__Input data__.
....
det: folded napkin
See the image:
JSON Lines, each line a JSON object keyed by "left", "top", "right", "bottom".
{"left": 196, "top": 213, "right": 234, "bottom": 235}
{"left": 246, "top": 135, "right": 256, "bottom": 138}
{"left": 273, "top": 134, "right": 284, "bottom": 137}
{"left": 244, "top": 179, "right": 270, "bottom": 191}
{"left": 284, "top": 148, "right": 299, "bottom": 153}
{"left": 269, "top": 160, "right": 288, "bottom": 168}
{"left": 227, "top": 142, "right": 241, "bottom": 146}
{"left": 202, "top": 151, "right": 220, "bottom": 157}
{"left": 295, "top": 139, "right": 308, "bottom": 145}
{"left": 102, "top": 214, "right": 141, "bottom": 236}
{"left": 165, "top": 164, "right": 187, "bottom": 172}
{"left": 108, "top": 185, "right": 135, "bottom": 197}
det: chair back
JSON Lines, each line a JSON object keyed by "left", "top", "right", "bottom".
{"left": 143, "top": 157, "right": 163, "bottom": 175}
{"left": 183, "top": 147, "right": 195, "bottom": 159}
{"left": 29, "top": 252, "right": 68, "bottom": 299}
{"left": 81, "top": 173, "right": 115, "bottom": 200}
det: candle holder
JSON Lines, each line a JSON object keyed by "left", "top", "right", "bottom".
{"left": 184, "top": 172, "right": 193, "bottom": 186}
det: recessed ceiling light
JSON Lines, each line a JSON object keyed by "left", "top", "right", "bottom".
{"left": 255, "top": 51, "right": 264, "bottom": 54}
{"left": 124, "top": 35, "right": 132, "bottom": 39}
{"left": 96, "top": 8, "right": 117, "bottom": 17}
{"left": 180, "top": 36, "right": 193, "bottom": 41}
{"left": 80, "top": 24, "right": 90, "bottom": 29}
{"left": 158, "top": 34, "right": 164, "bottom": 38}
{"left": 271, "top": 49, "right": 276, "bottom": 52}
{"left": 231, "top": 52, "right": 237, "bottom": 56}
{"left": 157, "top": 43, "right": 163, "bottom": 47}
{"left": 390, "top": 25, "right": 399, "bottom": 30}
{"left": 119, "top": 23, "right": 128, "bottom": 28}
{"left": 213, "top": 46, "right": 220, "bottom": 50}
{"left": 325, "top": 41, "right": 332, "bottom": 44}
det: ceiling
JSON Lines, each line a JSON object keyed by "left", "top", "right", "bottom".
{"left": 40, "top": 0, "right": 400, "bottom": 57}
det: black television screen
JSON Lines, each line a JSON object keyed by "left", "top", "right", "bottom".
....
__Task statement__. Without omission, return all of the records exactly as given.

__Response to the exercise__.
det: folded napkin
See the image:
JSON Lines, each line a JSON object keyed by "left", "top", "right", "bottom".
{"left": 196, "top": 213, "right": 234, "bottom": 235}
{"left": 246, "top": 135, "right": 256, "bottom": 138}
{"left": 273, "top": 134, "right": 284, "bottom": 137}
{"left": 244, "top": 179, "right": 270, "bottom": 191}
{"left": 284, "top": 148, "right": 299, "bottom": 153}
{"left": 269, "top": 160, "right": 288, "bottom": 168}
{"left": 227, "top": 142, "right": 241, "bottom": 146}
{"left": 202, "top": 151, "right": 220, "bottom": 157}
{"left": 295, "top": 139, "right": 308, "bottom": 145}
{"left": 102, "top": 214, "right": 141, "bottom": 236}
{"left": 165, "top": 164, "right": 187, "bottom": 172}
{"left": 108, "top": 185, "right": 135, "bottom": 197}
det: chair back
JSON Lines, each line a JSON object keyed by "left", "top", "right", "bottom".
{"left": 143, "top": 157, "right": 163, "bottom": 175}
{"left": 183, "top": 147, "right": 195, "bottom": 159}
{"left": 29, "top": 252, "right": 68, "bottom": 299}
{"left": 81, "top": 173, "right": 115, "bottom": 200}
det: candle holder
JSON Lines, each line a JSON object keyed by "left", "top", "right", "bottom".
{"left": 184, "top": 172, "right": 193, "bottom": 186}
det: recessed ceiling light
JSON Lines, each line a JSON object keyed by "left", "top", "right", "bottom".
{"left": 255, "top": 51, "right": 264, "bottom": 54}
{"left": 124, "top": 35, "right": 132, "bottom": 39}
{"left": 96, "top": 8, "right": 117, "bottom": 17}
{"left": 180, "top": 36, "right": 193, "bottom": 41}
{"left": 80, "top": 24, "right": 90, "bottom": 29}
{"left": 158, "top": 34, "right": 164, "bottom": 38}
{"left": 271, "top": 49, "right": 276, "bottom": 52}
{"left": 231, "top": 52, "right": 237, "bottom": 56}
{"left": 157, "top": 43, "right": 163, "bottom": 47}
{"left": 390, "top": 25, "right": 399, "bottom": 30}
{"left": 119, "top": 23, "right": 128, "bottom": 28}
{"left": 213, "top": 46, "right": 220, "bottom": 50}
{"left": 325, "top": 41, "right": 332, "bottom": 44}
det: ceiling
JSON Lines, each line a JSON object keyed by "left", "top", "right", "bottom".
{"left": 40, "top": 0, "right": 400, "bottom": 57}
det: black television screen
JSON Lines, each line a JSON object keyed by "left", "top", "right", "bottom".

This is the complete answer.